● **Text**:
Pastoralist communities from Isiolo County have been advised to reduce their herds’ size to avoid loss in the prevailing drought which is threatening to wipe out their livestock.

They were asked to sell some of their livestock and shun huge losses as a result of lack of pasture and water due to the drought that is killing their animals in numbers.

The National Drought Management Authority (NDMA) County coordinator, Lordman Lekalkuli said that destocking animals in the dry spell would ease the much pressure on the strained natural resources.

Lekalkuli said the livestock keepers in the area should sell their animals this month when the animals are in good body condition because they can fetch better returns than wait until they are weakened by drought and make losses.

“If the livestock owners sell the animals early this month they will be lucky to get better prices instead of waiting to reduce stocks later when they will be weak and some die from severe drought,” he said.

The drought management officer said the government has been making numerous appeals to the pastoralists to reduce sizes of their stock at the onset of dry spell and restock when the situation improves so as to maximize profits of the trade which is their economic mainstay.

He added that more than half of the County’s population was in need of food support and the situation was worsening and likely to get better after three months when the October-December rain season is expected.

Mr. Lekalkuli said the government and partners had been promoting drought resilience among the local communities so that they could easily cope with the drought situations.

Among the resilience activities include ensuring the residents are food secure using the cash transfer strategy, making water accessible through new and existing projects, and provision of animal feeds and farm inputs.

About 4 million Kenyans from 23 ASAL counties across the country are in dire need of food support following failure of rains in the last three seasons in the region.

● **What the task asks**:
Using the text on the Isiolo County drought, say yes or no to whether each statement agrees with it, quoting the deciding words: (a) pastoralists are urged to sell animals this month while the animals are in good body condition; (b) fewer than half of the County's population need food support; (c) about 4 million Kenyans from 23 ASAL counties need food support.

● **Entries supplied**:
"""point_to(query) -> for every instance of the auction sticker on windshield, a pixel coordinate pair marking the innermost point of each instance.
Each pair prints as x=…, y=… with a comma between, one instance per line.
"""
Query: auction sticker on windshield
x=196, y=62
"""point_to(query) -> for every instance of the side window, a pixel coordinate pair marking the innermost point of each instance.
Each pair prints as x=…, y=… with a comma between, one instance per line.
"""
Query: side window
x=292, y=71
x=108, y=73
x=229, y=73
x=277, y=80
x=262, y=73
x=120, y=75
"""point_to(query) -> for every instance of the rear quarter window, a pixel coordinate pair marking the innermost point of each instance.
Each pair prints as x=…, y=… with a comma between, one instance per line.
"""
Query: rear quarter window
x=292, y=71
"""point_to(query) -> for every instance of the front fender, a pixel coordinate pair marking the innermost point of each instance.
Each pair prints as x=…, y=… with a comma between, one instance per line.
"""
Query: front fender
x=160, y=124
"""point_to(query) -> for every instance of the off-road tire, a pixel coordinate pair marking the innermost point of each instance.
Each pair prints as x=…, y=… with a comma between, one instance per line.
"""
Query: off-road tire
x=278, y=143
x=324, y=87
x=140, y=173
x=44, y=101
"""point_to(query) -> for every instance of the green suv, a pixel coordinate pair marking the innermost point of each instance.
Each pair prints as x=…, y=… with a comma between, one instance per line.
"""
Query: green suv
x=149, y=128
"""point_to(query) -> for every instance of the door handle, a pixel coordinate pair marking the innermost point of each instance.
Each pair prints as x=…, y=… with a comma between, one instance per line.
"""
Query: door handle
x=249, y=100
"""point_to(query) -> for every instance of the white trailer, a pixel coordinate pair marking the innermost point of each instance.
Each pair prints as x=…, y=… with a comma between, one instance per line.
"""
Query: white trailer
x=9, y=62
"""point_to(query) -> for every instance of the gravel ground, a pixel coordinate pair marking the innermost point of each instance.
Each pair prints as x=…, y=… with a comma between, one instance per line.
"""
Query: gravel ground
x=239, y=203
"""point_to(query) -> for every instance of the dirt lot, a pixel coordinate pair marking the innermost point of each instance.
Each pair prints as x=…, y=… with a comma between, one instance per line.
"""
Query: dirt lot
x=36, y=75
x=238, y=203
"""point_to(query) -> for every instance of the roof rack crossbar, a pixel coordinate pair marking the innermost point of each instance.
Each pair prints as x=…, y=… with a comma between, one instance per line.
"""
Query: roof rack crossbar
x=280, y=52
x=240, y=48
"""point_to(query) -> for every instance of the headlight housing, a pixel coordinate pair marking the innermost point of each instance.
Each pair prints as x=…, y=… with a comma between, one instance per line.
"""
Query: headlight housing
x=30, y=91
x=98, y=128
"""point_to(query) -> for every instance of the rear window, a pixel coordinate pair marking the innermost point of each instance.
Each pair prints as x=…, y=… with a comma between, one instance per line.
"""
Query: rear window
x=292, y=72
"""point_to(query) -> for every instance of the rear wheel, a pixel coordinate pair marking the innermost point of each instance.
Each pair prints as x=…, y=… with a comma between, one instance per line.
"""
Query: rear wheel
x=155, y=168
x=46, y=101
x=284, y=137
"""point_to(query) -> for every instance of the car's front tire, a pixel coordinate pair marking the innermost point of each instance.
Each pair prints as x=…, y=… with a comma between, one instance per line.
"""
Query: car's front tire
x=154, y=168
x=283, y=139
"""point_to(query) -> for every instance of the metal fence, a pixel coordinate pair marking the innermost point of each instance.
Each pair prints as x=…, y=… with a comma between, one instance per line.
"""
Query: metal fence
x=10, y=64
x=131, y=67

● **Expected output**:
(a) Yes: "sell their animals this month when the animals are in good body condition"
(b) No: "more than half of the County’s population was in need of food support"
(c) Yes: "About 4 million Kenyans from 23 ASAL counties across the country are in dire need of food support"